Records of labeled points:

···

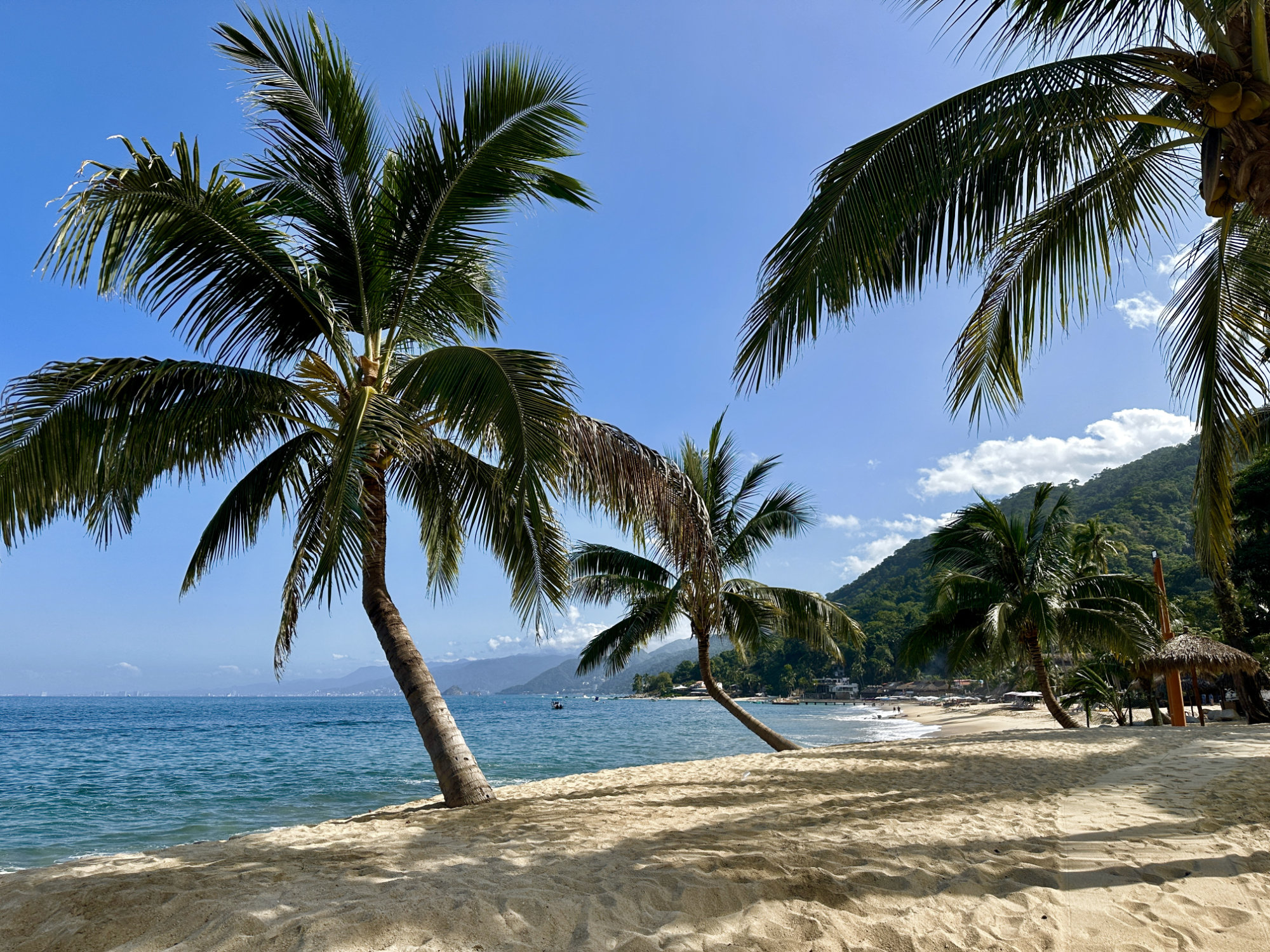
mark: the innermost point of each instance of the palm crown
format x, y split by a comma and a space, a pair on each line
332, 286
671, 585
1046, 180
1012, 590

···

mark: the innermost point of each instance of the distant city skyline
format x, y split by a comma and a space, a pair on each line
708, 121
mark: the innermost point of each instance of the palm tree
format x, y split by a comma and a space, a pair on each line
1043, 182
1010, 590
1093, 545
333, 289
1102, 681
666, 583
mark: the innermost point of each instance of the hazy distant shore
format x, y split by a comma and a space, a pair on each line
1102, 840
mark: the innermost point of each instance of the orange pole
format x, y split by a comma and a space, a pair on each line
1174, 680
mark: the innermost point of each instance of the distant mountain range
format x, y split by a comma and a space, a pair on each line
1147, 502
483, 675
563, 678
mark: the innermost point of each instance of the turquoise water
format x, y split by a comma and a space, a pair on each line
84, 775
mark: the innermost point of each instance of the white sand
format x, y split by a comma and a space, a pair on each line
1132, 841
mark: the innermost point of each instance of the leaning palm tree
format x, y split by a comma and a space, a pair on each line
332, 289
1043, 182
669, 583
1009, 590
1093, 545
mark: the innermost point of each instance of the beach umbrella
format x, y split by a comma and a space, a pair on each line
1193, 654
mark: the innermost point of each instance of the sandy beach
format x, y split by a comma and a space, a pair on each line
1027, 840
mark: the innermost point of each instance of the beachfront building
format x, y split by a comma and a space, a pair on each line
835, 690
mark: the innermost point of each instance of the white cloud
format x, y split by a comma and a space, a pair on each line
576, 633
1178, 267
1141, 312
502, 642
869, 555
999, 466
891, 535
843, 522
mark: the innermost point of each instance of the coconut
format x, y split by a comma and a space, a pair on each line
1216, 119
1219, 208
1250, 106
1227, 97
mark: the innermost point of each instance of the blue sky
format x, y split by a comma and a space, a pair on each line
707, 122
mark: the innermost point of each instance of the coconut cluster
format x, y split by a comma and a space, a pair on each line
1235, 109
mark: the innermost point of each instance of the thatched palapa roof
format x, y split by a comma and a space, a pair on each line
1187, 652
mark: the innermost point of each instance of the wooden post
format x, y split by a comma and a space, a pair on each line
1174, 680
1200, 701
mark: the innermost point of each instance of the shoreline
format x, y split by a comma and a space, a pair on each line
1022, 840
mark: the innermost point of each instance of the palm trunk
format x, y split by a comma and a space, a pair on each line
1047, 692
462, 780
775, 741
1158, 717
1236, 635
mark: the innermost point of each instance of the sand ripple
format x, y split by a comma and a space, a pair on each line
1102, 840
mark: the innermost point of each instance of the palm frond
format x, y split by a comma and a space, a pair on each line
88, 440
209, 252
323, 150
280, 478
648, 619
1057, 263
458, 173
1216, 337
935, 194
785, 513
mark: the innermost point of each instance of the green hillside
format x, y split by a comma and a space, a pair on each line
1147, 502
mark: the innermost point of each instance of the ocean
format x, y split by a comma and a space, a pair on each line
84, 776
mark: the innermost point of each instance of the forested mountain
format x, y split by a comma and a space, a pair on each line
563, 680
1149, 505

···

EXERCISE GOAL: Find every line in the entries that contains the word "distant", matching case exactly, and copy each of those lines.

CORRECT ANSWER:
mark: the innermost point of each instance of the distant city skyline
mark: the innermost point of each instance of the hazy distant shore
mark: the innermost point of each instance of the distant mountain range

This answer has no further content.